## Objetivo de la tarea
Responde sí o no a si cada afirmación concuerda con el pasaje seleccionado, y cita textualmente las palabras que lo deciden: (a) el Gobierno contrató la compra inmediata de 100 000 toneladas de carbón asturiano; (b) en Valencia el sentimiento regionalista adoptaba la forma nacionalista de Cataluña; (c) en 1932 la mayoría de los campesinos valencianos pertenecían al partido radical-socialista de Marcelino Domingo.

## Pasaje seleccionado
En octubre de 1932 se habían acumulado en las bocaminas unas 350 000 toneladas de mineral que no se había podido vender. El Gobierno estaba formado por una coalición republicano-socialista y el ministro de Industria era un republicano cuyo partido dependía en gran medida de los votos de los trabajadores. Los mineros de la UGT, dirigidos por Ramón González Peña, pidieron que el Gobierno comprase el sobrante de carbón y que los ferrocarriles y buques españoles utilizaran carbón español. También amenazaron con una huelga minera, que sería acompañada, si era necesario, por una huelga de solidaridad de los estibadores de los puertos de la costa norteña. En el curso de penosas negociaciones, puntuadas por una huelga súbita de cuatro días, el Gobierno contrató la compra inmediata de 100 000 toneladas de carbón asturiano. El carbón sería utilizado por los ministerios de la Guerra, Marina y Obras públicas; el Gobierno importaría asimismo alquitrán para fabricar briquetas, que harían que el carbón asturiano fuera utilizable en las locomotoras españolas. En esta ocasión la prensa y la oposición criticaron la «complacencia» de los socialistas, la perspectiva de nuevas importaciones y el hecho de que los ministerios implicados no supieran en realidad en qué emplear tanto carbón como el que había sido comprado ahora y se compraría en el futuro[59].

El problema del carbón estaba sólo incidentalmente relacionado con el de la exportación de frutos cítricos; pero políticamente iban a estar ligados el uno al otro. Los frutos cítricos eran uno de los principales intereses comerciales de la España oriental, particularmente en la región de Valencia. Aquí el sentimiento regionalista era muy fuerte. No adoptaba la forma nacionalista de Cataluña; pero al igual que esta región, Valencia también tenía su lengua propia, el recuerdo de su independencia medieval, un resentimiento contra el espíritu militarista y centralizador de Castilla y un sentimiento de superioridad basado en una rica economía agrícola y en una mejor distribución de la renta que en Castilla y Andalucía. En el siglo XIX los sentimientos regionalistas y anticastellanos habían tomado la forma del carlismo. En las últimas décadas los campesinos se habían afiliado en gran número al partido republicano del famoso novelista y periodista Vicente Blasco Ibáñez. En 1932, la mayoría de los campesinos valencianos pertenecían a un partido conservador regional, dirigido por Luís Lucia, y la minoría, al partido radical-socialista de Marcelino Domingo.

## Muestra de datos
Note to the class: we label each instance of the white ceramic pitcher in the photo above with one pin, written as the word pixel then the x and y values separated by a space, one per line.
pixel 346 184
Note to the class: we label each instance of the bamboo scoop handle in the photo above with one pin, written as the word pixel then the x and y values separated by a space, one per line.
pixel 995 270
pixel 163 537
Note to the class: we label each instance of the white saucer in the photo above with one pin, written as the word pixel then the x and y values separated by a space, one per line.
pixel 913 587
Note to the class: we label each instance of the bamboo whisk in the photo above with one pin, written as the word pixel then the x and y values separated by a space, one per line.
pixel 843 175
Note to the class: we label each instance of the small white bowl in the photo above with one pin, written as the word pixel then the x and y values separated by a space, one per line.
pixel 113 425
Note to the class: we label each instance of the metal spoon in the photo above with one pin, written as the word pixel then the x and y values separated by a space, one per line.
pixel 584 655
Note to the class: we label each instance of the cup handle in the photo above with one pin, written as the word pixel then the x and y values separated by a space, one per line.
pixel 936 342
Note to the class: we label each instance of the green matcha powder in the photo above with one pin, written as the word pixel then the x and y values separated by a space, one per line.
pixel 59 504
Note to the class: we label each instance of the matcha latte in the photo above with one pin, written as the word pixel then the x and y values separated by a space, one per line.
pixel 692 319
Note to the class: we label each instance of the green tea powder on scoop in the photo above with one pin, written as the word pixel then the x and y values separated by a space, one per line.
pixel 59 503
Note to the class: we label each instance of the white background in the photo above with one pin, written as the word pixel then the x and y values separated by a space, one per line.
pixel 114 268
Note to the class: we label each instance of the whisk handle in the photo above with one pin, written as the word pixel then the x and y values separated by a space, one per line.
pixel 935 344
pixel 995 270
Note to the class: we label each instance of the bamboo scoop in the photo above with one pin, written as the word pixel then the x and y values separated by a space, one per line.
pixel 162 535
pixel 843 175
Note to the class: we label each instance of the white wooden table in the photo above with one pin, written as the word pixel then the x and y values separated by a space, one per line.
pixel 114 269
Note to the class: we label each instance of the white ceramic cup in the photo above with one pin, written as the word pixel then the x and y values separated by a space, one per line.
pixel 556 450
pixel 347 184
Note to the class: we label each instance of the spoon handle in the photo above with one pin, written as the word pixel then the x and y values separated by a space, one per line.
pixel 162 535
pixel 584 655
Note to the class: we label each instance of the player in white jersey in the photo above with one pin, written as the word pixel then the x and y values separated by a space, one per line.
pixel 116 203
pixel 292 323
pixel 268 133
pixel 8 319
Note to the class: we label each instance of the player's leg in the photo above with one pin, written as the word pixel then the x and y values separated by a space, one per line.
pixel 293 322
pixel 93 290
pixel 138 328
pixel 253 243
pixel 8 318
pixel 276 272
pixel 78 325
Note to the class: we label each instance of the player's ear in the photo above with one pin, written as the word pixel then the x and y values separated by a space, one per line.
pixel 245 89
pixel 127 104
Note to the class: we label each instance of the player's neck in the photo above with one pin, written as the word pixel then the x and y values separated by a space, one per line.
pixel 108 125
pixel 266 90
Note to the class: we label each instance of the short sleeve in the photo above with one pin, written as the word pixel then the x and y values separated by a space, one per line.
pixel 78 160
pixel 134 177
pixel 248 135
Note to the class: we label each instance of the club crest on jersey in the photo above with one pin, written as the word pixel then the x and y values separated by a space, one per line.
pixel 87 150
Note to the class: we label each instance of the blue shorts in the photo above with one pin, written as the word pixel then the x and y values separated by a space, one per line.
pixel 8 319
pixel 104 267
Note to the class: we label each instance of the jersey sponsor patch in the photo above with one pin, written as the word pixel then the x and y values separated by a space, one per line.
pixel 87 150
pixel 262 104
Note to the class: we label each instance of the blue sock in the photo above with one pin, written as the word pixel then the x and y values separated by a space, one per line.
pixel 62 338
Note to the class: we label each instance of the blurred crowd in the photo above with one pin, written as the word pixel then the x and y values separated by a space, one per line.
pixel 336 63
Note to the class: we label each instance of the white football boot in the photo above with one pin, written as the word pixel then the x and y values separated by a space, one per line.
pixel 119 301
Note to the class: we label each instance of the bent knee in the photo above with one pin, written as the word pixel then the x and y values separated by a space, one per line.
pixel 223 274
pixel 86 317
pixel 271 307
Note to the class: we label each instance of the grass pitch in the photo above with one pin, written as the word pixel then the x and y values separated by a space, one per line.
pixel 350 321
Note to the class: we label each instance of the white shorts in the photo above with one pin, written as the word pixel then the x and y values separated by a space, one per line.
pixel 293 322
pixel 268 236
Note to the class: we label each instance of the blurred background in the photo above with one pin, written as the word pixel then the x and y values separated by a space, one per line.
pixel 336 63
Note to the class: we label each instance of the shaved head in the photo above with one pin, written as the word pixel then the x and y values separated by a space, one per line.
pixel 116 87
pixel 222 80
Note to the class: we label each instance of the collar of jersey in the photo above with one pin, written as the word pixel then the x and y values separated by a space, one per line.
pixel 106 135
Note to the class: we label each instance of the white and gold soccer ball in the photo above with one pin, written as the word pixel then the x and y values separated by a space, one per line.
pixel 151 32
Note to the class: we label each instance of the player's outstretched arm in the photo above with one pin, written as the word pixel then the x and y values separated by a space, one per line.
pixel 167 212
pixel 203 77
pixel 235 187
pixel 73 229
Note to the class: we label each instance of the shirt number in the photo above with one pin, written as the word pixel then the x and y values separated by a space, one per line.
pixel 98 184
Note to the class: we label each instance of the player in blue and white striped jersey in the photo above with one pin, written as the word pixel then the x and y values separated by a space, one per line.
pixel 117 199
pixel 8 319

## Solución
(a) Sí: «el Gobierno contrató la compra inmediata de 100 000 toneladas de carbón asturiano».
(b) No: «No adoptaba la forma nacionalista de Cataluña».
(c) No: «la mayoría de los campesinos valencianos pertenecían a un partido conservador regional».